## How to complete this task
Return all of the records below verbatim.

(Data excerpts)
--------------------------------

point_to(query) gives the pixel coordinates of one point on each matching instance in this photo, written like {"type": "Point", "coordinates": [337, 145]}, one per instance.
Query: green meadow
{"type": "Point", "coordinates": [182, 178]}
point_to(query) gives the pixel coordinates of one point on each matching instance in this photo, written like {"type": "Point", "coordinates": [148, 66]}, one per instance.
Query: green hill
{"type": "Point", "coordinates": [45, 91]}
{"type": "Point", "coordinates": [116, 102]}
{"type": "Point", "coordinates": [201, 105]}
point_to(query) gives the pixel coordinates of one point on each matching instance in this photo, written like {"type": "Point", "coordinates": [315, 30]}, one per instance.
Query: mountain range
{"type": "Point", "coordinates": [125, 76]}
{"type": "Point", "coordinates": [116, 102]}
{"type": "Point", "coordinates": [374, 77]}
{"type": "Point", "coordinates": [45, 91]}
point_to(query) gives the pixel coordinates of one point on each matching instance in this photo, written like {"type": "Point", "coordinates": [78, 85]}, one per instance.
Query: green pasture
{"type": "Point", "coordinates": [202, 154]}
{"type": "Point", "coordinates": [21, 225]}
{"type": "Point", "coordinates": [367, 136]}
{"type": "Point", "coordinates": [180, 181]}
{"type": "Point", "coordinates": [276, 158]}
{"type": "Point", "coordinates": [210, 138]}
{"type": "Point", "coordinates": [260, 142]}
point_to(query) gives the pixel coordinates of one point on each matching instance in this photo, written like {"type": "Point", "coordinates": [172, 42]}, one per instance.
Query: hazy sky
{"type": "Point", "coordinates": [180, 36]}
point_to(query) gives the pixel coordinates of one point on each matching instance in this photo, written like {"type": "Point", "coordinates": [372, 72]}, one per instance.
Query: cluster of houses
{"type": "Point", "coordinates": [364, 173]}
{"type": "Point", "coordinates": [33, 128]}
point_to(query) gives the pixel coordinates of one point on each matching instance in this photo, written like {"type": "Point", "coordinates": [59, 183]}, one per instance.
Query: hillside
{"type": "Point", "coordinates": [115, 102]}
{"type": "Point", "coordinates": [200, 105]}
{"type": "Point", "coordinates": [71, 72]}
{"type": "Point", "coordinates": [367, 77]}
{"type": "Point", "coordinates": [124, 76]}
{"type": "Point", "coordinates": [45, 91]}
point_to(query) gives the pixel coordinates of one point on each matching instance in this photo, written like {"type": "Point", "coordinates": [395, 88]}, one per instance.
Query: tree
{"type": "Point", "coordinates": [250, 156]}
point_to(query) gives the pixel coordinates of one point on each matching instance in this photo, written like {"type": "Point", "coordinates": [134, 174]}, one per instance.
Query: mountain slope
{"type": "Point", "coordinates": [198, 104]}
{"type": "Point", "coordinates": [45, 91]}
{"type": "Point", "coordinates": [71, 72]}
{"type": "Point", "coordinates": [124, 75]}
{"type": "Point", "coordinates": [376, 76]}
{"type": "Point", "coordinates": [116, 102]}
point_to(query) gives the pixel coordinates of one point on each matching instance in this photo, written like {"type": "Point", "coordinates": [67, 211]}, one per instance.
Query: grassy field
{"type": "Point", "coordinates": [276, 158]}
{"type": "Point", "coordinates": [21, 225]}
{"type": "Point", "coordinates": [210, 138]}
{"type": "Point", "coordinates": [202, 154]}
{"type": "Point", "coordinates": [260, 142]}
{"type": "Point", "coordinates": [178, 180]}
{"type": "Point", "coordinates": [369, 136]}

--------------------------------

## Your response
point_to(query) gives the pixel coordinates of one point on each matching instance in this photo, written like {"type": "Point", "coordinates": [337, 145]}, one per instance.
Query: green meadow
{"type": "Point", "coordinates": [182, 178]}
point_to(query) gives the pixel coordinates of one point on each matching instance in this photo, written like {"type": "Point", "coordinates": [148, 66]}, one per instance.
Query: green hill
{"type": "Point", "coordinates": [45, 91]}
{"type": "Point", "coordinates": [116, 102]}
{"type": "Point", "coordinates": [201, 105]}
point_to(query) gives the pixel coordinates of one point on each matching instance in this photo, written like {"type": "Point", "coordinates": [315, 30]}, one per instance.
Query: mountain range
{"type": "Point", "coordinates": [125, 76]}
{"type": "Point", "coordinates": [116, 102]}
{"type": "Point", "coordinates": [374, 77]}
{"type": "Point", "coordinates": [45, 91]}
point_to(query) gives the pixel coordinates of one point on each matching instance in this photo, written like {"type": "Point", "coordinates": [78, 85]}, one per instance.
Query: green pasture
{"type": "Point", "coordinates": [202, 154]}
{"type": "Point", "coordinates": [21, 225]}
{"type": "Point", "coordinates": [367, 136]}
{"type": "Point", "coordinates": [180, 181]}
{"type": "Point", "coordinates": [276, 158]}
{"type": "Point", "coordinates": [210, 138]}
{"type": "Point", "coordinates": [260, 142]}
point_to(query) gives the pixel coordinates of one point on each matching instance in this photo, written like {"type": "Point", "coordinates": [172, 42]}, one per instance.
Query: hazy sky
{"type": "Point", "coordinates": [180, 36]}
point_to(query) gives the pixel coordinates of one point on each matching instance in this photo, written like {"type": "Point", "coordinates": [372, 72]}, one per instance.
Query: cluster of houses
{"type": "Point", "coordinates": [364, 173]}
{"type": "Point", "coordinates": [33, 128]}
point_to(query) gives the pixel coordinates of one point on each matching instance in this photo, written like {"type": "Point", "coordinates": [59, 183]}, one per instance.
Query: hillside
{"type": "Point", "coordinates": [115, 102]}
{"type": "Point", "coordinates": [200, 105]}
{"type": "Point", "coordinates": [71, 72]}
{"type": "Point", "coordinates": [367, 77]}
{"type": "Point", "coordinates": [124, 76]}
{"type": "Point", "coordinates": [45, 91]}
point_to(query) gives the pixel coordinates of one point on each matching instance in this photo, written like {"type": "Point", "coordinates": [395, 88]}, one per instance.
Query: tree
{"type": "Point", "coordinates": [250, 156]}
point_to(query) gives the pixel coordinates of one point on each matching instance in this photo, written like {"type": "Point", "coordinates": [134, 174]}, one per instance.
Query: mountain slope
{"type": "Point", "coordinates": [198, 104]}
{"type": "Point", "coordinates": [45, 91]}
{"type": "Point", "coordinates": [71, 72]}
{"type": "Point", "coordinates": [124, 75]}
{"type": "Point", "coordinates": [376, 76]}
{"type": "Point", "coordinates": [116, 102]}
point_to(query) gives the pixel coordinates of one point on each matching instance in this photo, written like {"type": "Point", "coordinates": [67, 211]}, one per instance.
Query: grassy field
{"type": "Point", "coordinates": [276, 158]}
{"type": "Point", "coordinates": [21, 225]}
{"type": "Point", "coordinates": [210, 138]}
{"type": "Point", "coordinates": [202, 154]}
{"type": "Point", "coordinates": [260, 142]}
{"type": "Point", "coordinates": [178, 180]}
{"type": "Point", "coordinates": [369, 136]}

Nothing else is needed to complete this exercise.